■ ANWEISUNG 1
Ermittle alle Zeilen der Einträge, die das Wort „sheep“ enthalten, und gib jede davon unverändert wieder.

■ TEXTAUSZUG
Die Briefe Martin Heideggers haben eine lange Geschichte. Nach dem Tod des Philosophen übergab Elfride die Briefe an ihre Enkelin Gertrud. Sie sollte die Dokumente aber auf keinen Fall vor dem Jahr 2000 veröffentlichen. Nun, 29 Jahre nach Martins und 13 Jahre nach Elfrides Tod, hat sie eine Auswahl der über tausend Briefe publiziert. Gänzlich neue Erkenntnisse für die Heidegger-Forschung sind daraus aber nicht abzulesen.

Von Klaus Englert | 20.12.2005
    "Die Bodenständigkeit des heutigen Menschen ist im Innersten bedroht. Mehr noch: Der Verlust der Bodenständigkeit ist nicht nur durch äußere Umstände und Schicksale verursacht, auch beruht er nicht nur auf der Nachlässigkeit und oberflächlichen Lebensart der Menschen. Der Verlust der Bodenständigkeit kommt aus dem Geist des Zeitalters, in das wir alle hineingeboren sind."

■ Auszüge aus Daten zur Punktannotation
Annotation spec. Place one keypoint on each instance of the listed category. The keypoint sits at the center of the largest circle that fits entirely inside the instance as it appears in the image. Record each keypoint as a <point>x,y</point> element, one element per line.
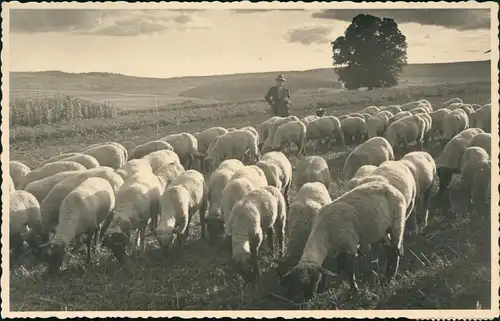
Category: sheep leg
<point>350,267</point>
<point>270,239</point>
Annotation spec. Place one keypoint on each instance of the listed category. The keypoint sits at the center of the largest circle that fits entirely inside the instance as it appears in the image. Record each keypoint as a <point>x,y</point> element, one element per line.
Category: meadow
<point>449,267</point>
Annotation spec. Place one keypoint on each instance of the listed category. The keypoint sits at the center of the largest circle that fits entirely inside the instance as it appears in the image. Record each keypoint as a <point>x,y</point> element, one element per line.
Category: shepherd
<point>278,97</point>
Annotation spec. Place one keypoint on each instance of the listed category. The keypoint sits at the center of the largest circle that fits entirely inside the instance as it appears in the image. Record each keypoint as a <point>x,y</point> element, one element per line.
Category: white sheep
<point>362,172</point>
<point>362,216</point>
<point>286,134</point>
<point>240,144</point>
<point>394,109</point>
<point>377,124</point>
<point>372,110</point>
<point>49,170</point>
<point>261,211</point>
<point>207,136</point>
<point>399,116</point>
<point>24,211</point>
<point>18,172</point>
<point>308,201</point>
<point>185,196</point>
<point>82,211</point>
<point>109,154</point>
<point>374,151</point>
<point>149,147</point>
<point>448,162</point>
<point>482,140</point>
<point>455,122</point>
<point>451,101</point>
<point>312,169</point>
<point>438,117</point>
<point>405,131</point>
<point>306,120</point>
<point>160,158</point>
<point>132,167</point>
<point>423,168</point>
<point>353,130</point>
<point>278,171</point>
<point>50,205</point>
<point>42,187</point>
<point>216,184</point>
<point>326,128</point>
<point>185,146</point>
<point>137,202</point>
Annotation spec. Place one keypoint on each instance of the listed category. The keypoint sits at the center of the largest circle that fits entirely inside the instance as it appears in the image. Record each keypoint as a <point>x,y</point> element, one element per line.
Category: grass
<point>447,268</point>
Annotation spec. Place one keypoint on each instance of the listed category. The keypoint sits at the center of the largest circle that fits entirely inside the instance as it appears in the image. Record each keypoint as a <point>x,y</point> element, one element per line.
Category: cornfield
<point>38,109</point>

■ ANWEISUNG 2
Setze den Auszug über die Briefe Martin Heideggers nach seinem letzten Satz fort.

■ ANTWORT 1
Category: sheep leg
Category: white sheep

■ ANTWORT 2
    Mit prophetischem Tonfall beklagte Martin Heidegger vor 50 Jahren den "Verlust der Bodenständigkeit". Diese konservative Zivilisationskritik ist auch in seinem Jahrhundertwerk Sein und Zeit von 1927 und in der berüchtigten Freiburger Rektoratsrede von 1933 zu spüren. Bereits in der Weimarer Republik geißelte er die Zersetzungs- und Entfremdungstendenzen der modernen Gesellschaft, die Verfälschung der Werte, die Entstehung von Klassen und Parteien, die allgemeine Haltlosigkeit, gesteigert durch Egoismus und Liberalismus.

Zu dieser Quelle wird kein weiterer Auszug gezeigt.